▶ [ACTIVITY] Below are the records; copy exactly the stretch from the line containing "Target: hairy stem" through the line containing "of the basket", both ends included, and nothing else.

▶ [DATASET EXCERPTS]
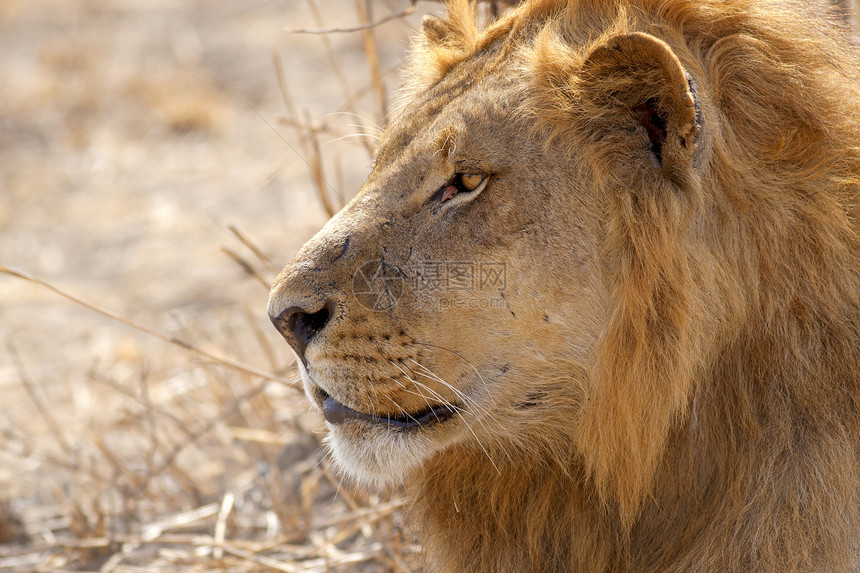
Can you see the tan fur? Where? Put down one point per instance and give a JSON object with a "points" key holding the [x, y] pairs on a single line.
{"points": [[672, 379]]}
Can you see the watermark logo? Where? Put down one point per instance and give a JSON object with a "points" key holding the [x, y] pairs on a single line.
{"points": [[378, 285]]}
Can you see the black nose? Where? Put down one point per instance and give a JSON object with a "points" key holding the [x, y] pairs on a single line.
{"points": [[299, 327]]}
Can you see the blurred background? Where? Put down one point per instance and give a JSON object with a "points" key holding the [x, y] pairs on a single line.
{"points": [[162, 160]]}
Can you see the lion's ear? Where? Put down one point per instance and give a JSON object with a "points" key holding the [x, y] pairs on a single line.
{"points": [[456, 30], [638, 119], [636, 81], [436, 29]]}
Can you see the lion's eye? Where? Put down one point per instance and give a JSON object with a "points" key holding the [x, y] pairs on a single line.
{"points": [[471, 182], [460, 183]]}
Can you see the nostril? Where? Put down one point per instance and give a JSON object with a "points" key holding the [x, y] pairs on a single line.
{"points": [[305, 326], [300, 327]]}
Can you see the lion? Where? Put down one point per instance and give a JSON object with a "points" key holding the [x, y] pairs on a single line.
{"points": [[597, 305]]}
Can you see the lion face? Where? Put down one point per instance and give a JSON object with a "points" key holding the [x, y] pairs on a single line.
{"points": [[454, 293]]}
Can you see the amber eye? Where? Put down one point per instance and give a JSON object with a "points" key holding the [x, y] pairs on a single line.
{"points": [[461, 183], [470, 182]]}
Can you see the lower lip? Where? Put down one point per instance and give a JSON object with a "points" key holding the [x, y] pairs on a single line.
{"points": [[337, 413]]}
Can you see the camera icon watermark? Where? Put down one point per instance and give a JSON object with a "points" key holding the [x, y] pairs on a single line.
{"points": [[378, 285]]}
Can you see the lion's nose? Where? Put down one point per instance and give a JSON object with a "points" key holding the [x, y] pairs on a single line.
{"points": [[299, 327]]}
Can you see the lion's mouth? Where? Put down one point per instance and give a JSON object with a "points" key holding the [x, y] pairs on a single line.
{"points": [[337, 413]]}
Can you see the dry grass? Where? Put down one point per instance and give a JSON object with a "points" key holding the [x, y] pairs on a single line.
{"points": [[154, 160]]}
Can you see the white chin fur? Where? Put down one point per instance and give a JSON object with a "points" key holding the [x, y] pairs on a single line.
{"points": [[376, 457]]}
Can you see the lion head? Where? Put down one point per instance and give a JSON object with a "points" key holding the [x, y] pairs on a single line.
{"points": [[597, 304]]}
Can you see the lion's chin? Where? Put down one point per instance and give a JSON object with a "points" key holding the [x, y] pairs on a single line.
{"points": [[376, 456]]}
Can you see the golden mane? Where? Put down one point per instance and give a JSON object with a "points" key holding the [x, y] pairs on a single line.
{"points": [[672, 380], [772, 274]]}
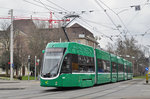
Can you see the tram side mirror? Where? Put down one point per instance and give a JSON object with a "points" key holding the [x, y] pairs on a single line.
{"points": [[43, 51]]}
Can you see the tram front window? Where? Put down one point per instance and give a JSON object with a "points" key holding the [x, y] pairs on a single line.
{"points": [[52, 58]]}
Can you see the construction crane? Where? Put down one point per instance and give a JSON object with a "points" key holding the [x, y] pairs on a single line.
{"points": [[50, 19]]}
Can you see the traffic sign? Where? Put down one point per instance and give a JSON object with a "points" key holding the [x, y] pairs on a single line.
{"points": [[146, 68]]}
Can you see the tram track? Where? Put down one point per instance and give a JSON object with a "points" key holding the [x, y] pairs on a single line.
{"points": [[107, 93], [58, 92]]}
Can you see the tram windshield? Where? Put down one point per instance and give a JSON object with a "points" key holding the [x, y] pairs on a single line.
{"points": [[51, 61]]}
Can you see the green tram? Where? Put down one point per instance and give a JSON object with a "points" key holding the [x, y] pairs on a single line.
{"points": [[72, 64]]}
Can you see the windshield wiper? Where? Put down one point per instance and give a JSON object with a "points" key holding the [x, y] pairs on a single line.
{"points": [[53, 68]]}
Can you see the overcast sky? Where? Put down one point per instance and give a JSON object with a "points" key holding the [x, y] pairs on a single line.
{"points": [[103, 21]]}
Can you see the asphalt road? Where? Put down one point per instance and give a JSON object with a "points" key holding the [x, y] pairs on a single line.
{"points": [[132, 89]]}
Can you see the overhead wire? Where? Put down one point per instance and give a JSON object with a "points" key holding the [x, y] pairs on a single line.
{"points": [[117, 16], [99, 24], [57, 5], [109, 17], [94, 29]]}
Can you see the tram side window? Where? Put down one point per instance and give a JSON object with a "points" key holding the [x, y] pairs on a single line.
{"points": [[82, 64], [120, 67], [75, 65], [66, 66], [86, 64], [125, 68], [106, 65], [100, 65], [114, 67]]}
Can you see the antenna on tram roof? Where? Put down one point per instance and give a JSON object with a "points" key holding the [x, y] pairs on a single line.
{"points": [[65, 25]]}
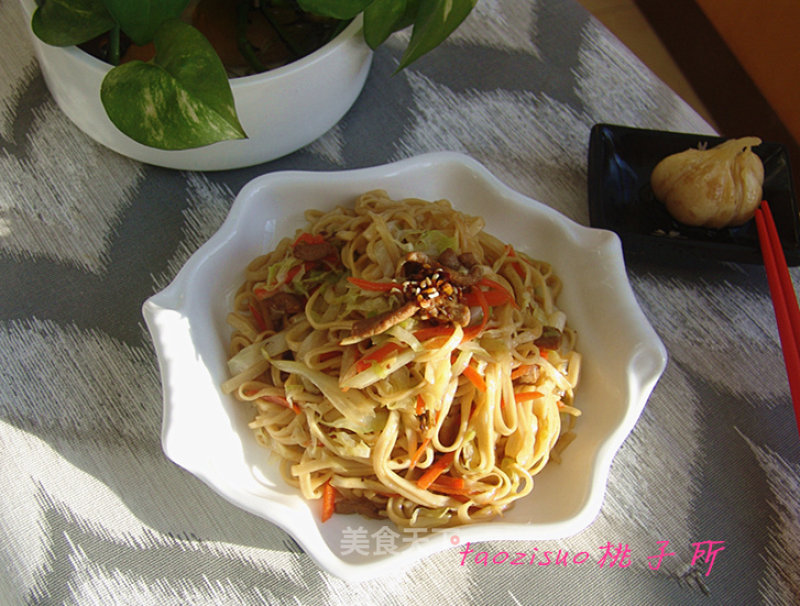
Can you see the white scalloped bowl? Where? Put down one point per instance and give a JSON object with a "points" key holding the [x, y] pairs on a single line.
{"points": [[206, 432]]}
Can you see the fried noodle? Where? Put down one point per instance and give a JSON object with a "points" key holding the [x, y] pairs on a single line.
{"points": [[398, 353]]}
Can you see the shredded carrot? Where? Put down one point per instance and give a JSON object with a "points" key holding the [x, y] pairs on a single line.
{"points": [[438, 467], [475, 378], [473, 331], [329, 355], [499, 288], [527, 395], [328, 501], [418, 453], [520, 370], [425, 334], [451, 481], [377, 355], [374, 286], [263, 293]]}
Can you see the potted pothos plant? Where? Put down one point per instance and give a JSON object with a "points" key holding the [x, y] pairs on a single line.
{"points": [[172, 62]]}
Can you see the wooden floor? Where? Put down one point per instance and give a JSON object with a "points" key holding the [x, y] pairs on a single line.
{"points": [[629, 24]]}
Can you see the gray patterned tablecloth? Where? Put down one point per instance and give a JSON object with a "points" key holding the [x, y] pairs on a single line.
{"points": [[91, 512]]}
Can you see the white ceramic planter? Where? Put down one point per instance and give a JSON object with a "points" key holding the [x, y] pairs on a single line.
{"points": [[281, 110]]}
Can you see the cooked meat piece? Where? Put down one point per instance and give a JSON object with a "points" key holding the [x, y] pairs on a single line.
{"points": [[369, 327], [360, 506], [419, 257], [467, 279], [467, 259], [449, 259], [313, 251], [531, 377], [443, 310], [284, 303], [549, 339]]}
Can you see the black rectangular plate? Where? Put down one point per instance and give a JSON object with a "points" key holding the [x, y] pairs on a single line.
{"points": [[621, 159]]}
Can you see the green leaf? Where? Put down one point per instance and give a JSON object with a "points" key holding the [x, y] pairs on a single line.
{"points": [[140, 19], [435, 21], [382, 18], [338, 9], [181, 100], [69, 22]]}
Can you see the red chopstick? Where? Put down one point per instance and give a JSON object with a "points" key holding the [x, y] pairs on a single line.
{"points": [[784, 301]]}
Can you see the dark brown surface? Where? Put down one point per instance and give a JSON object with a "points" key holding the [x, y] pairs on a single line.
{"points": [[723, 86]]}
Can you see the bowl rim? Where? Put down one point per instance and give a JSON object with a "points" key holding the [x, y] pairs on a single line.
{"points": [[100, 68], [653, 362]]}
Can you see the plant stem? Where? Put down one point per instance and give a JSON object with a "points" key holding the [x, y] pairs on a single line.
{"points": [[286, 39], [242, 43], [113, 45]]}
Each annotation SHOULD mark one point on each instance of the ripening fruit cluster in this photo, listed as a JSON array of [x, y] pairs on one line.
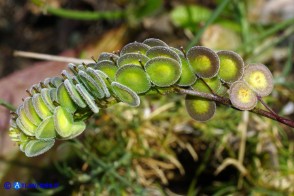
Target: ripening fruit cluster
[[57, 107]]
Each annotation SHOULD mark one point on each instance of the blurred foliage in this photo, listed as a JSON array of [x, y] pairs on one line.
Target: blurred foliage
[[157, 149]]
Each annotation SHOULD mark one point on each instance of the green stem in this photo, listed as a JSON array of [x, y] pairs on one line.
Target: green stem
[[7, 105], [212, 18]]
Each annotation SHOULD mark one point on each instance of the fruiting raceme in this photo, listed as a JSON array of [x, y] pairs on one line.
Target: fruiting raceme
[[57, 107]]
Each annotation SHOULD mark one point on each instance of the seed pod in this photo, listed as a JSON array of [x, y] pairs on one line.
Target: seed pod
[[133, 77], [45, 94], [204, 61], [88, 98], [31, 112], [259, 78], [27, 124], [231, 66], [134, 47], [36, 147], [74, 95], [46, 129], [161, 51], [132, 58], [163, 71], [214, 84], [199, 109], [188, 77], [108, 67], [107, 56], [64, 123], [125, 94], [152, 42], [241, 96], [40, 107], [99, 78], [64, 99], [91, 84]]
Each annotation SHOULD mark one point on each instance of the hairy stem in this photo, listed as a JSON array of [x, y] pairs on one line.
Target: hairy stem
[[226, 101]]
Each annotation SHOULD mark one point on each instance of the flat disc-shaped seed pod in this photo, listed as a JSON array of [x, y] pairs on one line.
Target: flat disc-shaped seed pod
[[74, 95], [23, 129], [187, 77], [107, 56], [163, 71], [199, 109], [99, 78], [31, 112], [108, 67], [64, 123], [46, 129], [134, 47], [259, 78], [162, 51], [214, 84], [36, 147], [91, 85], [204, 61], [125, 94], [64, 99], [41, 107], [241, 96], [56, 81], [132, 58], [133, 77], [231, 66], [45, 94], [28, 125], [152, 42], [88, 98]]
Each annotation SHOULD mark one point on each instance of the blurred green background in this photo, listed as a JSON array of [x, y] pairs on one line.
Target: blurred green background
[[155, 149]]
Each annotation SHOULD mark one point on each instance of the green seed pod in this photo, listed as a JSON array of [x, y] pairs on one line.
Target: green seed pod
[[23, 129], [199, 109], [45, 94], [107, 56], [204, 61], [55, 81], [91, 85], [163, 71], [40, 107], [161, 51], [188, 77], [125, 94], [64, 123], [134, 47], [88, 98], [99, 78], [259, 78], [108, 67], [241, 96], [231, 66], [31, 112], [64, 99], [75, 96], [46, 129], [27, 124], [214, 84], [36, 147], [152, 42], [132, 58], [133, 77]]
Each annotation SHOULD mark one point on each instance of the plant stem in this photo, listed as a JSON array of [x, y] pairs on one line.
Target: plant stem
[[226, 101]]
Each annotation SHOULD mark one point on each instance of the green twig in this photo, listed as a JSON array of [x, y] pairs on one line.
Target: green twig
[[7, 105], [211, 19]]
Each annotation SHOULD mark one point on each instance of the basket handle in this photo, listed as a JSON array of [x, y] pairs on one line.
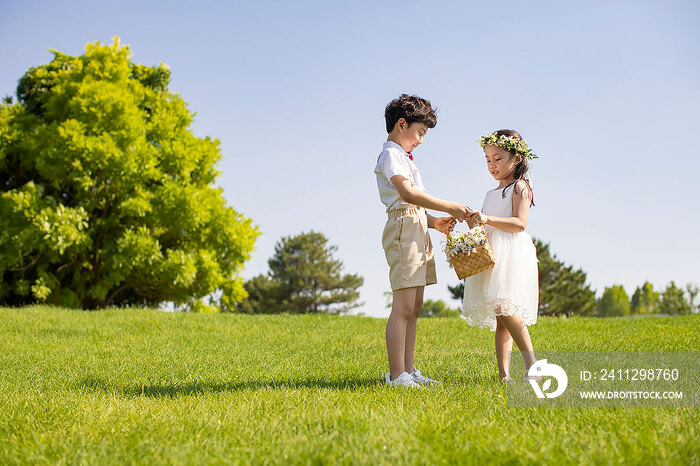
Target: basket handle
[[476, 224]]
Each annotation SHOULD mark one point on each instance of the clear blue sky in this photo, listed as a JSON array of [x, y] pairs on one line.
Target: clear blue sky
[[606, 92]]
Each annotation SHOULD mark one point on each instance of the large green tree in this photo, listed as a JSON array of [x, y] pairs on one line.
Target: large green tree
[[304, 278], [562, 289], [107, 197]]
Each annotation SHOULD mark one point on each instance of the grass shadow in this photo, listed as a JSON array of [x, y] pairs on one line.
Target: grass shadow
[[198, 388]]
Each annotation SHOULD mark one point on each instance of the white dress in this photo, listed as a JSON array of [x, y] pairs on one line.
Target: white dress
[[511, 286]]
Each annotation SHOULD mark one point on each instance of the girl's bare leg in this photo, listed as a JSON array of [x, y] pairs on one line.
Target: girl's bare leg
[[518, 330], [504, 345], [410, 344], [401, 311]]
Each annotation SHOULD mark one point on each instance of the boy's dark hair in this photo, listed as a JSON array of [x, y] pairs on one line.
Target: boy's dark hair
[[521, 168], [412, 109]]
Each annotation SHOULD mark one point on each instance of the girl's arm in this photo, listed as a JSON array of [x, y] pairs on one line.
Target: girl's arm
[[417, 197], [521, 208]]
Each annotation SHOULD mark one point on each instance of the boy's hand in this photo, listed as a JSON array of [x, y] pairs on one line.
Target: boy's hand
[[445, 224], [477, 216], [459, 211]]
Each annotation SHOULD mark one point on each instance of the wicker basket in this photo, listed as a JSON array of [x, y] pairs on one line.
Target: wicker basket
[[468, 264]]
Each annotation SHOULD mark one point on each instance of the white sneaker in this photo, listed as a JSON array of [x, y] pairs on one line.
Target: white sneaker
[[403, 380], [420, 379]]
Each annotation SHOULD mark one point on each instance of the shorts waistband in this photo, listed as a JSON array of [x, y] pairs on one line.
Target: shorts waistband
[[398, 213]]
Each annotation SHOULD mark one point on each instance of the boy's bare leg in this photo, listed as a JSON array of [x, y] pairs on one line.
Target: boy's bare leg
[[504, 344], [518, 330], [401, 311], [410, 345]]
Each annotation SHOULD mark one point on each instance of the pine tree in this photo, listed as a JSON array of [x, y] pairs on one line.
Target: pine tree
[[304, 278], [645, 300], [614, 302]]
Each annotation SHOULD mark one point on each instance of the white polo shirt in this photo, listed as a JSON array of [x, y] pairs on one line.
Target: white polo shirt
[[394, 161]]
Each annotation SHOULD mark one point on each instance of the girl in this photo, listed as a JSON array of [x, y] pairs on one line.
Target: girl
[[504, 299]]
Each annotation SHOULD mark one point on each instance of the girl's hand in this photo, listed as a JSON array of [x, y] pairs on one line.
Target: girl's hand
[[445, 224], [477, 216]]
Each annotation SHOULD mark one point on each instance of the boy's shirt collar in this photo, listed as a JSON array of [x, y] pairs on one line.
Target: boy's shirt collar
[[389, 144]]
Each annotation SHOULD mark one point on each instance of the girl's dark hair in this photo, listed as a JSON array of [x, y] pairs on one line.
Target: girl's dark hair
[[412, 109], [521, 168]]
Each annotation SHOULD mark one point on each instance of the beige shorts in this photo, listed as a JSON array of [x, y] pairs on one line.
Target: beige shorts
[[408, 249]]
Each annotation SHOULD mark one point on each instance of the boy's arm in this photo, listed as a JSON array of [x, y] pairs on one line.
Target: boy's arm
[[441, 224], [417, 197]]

▶ [ANSWER FOR THE TASK]
Target: hairy stem
[[226, 101]]
Each annotation SHOULD mark one point on each instance of the flat disc-shaped seed pod in this photo, listed as a JSON array of [x, y] pairs on one line.
Target: flat disc-shaped seed pod
[[74, 95], [23, 129], [187, 77], [107, 56], [163, 71], [199, 109], [99, 78], [31, 112], [108, 67], [64, 123], [46, 129], [134, 47], [259, 78], [162, 51], [214, 84], [36, 147], [91, 85], [204, 61], [125, 94], [64, 99], [41, 107], [241, 96], [56, 81], [132, 58], [133, 77], [231, 66], [45, 94], [28, 125], [152, 42], [88, 98]]
Each annotation SHOULD mark one point on each instance of the blurred green background in this photo, listed as a JSON array of [x, y] pairs on one line.
Target: blurred green background
[[155, 149]]
Each annotation SHOULD mark one point on each instance of the green seed pod in this photo, listed as a JSON array of [x, y] pairs on one line.
Target: green seed pod
[[23, 129], [199, 109], [45, 94], [107, 56], [204, 61], [55, 81], [91, 85], [163, 71], [40, 107], [161, 51], [188, 77], [125, 94], [64, 123], [134, 47], [88, 98], [99, 78], [259, 78], [108, 67], [241, 96], [231, 66], [31, 112], [64, 99], [75, 96], [46, 129], [27, 124], [214, 84], [36, 147], [152, 42], [132, 58], [133, 77]]
Each annotation SHOULD mark one point on each instance of the plant stem in this photo, listed as a JSON array of [x, y] pairs on one line.
Target: plant stem
[[226, 101]]
Each annotation SHOULD mark one point on each instance of the green twig in this photo, listed as a JSON array of [x, y] pairs on one line.
Target: green twig
[[7, 105], [211, 19]]
Each annotation SHOULD mark one point on each instance of the basket handle in this photo, listed as a JSON array of [x, y] pairs on one line.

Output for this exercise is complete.